» **Work to be completed**
Could you copy, word for word, only the lines from the one containing "[tag] one dot per instance, sample [598,277]." through the last line of the records below, both included?

* * *

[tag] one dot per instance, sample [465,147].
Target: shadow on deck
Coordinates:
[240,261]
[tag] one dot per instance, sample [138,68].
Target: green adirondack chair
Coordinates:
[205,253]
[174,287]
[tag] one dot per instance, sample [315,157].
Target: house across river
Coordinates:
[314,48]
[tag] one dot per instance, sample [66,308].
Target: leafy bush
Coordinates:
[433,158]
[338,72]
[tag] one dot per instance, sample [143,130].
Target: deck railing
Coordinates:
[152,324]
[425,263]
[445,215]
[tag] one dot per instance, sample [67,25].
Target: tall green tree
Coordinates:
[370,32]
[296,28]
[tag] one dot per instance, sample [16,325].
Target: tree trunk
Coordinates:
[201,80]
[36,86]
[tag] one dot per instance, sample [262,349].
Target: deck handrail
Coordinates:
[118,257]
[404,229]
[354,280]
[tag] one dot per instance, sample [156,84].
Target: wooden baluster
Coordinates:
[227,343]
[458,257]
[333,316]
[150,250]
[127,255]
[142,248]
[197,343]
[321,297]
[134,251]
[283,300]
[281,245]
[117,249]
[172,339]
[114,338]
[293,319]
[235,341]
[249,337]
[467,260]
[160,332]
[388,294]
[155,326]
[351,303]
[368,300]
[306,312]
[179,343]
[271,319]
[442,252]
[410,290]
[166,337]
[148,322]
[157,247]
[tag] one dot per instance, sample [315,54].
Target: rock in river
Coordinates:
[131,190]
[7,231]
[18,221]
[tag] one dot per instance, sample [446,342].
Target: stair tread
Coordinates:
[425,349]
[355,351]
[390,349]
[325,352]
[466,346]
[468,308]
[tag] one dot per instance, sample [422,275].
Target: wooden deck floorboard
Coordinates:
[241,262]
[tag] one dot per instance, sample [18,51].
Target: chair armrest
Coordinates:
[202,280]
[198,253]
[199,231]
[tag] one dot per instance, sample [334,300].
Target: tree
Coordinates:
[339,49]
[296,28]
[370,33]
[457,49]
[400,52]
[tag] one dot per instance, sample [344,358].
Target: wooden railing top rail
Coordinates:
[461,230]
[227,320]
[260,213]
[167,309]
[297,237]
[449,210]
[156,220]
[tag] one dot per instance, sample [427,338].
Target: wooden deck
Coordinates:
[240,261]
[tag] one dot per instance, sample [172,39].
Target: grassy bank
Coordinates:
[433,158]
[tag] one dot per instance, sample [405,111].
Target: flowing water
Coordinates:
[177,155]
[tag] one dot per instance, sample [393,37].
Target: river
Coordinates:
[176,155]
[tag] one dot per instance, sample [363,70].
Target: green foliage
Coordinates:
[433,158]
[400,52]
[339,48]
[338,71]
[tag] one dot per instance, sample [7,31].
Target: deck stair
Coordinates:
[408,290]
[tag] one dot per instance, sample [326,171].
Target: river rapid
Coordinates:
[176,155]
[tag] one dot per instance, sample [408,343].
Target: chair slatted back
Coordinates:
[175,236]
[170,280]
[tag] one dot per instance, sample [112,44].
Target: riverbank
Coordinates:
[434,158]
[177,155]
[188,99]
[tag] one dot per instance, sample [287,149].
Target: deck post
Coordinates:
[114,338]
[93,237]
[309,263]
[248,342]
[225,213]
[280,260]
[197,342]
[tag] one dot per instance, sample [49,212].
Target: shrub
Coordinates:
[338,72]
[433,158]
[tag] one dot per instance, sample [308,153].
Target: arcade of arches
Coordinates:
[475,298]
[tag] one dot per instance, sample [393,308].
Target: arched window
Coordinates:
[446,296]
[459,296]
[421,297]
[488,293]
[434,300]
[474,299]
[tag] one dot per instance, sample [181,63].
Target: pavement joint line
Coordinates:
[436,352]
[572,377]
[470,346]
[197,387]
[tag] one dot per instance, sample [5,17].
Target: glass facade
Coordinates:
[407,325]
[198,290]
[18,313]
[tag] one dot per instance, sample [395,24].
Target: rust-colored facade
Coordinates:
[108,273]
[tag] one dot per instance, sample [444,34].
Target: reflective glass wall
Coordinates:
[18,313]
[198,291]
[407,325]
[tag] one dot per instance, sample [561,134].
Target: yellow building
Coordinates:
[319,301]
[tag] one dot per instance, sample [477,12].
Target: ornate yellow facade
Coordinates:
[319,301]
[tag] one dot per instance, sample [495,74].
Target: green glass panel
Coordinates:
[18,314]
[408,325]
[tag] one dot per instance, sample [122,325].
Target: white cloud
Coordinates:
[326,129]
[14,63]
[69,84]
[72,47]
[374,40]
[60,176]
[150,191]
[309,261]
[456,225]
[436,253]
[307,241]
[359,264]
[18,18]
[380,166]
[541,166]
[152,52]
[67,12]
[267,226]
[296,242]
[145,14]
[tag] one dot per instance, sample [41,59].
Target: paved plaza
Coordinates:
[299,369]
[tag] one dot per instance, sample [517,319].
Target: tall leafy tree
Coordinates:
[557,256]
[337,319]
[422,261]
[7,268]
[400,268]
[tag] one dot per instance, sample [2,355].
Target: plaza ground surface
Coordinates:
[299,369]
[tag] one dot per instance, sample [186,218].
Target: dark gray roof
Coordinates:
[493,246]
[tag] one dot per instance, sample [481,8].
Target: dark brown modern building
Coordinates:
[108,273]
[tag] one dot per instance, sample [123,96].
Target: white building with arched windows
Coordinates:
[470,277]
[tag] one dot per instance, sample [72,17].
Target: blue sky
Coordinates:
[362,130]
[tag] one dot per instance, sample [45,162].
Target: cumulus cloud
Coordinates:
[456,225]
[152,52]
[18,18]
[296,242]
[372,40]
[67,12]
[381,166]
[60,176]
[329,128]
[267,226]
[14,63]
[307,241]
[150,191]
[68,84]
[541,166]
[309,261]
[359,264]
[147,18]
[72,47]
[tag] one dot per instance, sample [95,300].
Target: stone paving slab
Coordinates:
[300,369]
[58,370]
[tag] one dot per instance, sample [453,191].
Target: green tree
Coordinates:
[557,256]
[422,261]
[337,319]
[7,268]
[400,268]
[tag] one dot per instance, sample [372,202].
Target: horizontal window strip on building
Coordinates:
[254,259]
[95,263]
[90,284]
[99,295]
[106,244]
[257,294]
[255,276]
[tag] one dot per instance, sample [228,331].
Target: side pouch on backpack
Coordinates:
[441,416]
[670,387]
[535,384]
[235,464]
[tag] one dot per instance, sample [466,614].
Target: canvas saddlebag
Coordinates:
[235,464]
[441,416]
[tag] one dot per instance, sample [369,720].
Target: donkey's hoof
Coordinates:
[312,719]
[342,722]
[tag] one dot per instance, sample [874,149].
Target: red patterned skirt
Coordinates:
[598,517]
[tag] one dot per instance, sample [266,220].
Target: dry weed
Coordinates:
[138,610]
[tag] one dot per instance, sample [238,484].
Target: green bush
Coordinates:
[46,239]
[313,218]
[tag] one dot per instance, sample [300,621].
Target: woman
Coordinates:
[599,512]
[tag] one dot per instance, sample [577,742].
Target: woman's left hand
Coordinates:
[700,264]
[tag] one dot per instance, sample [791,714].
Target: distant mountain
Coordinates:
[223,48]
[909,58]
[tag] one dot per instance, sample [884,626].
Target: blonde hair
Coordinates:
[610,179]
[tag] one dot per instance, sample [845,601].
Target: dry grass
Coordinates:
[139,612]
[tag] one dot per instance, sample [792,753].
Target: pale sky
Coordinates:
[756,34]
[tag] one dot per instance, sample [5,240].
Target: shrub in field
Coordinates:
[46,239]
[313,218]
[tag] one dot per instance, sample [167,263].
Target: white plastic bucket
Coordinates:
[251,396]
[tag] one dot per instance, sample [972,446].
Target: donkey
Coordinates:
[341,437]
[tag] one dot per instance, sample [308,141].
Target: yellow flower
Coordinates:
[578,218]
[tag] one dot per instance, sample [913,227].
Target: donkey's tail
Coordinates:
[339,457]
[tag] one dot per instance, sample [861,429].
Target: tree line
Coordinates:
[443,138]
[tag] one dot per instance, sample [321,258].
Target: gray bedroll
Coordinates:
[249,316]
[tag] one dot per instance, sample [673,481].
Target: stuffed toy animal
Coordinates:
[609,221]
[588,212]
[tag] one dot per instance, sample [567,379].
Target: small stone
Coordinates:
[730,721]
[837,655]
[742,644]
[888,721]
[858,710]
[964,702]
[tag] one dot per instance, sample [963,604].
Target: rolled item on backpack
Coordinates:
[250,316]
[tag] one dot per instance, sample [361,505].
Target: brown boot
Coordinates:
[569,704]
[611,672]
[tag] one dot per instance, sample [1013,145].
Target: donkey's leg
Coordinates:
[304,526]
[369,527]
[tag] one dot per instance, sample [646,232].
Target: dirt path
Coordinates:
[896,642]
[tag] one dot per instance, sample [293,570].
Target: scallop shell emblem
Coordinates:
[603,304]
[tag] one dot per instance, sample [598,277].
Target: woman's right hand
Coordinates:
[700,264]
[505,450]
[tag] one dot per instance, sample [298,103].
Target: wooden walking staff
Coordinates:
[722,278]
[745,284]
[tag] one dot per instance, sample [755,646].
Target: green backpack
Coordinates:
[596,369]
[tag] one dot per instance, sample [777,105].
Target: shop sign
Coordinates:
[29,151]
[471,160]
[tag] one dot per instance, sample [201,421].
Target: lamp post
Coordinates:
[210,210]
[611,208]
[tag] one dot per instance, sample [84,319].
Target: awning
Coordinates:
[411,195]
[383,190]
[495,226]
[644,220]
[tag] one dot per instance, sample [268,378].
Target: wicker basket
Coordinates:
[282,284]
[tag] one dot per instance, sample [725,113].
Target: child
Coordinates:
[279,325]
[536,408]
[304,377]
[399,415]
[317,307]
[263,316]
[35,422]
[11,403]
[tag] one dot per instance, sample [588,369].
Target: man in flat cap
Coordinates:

* * *

» **The completed task**
[tag] one dot per instance, sample [598,277].
Target: woman's right hand
Coordinates:
[700,264]
[505,450]
[tag] one dot per instance, sample [298,103].
Target: wooden walking staff
Coordinates:
[722,278]
[745,284]
[tag] one dot per instance, sample [755,646].
Target: green backpack
Coordinates:
[596,369]
[tag] one dot per instance, sample [777,105].
Target: shop sign
Coordinates:
[29,151]
[471,160]
[tag] one dot per instance, sample [201,421].
Target: lamp post
Coordinates:
[210,210]
[611,208]
[tag] one dot per instance, sample [84,319].
Target: awning
Coordinates:
[411,195]
[383,190]
[495,226]
[644,220]
[tag] one dot per instance, sample [268,378].
Target: wicker basket
Coordinates:
[282,284]
[tag] one dot per instance, sample [725,113].
Target: child
Coordinates:
[279,325]
[536,408]
[304,377]
[399,415]
[317,307]
[263,316]
[35,422]
[11,403]
[tag] one dot per instance, sample [588,369].
Target: man in flat cap
Coordinates:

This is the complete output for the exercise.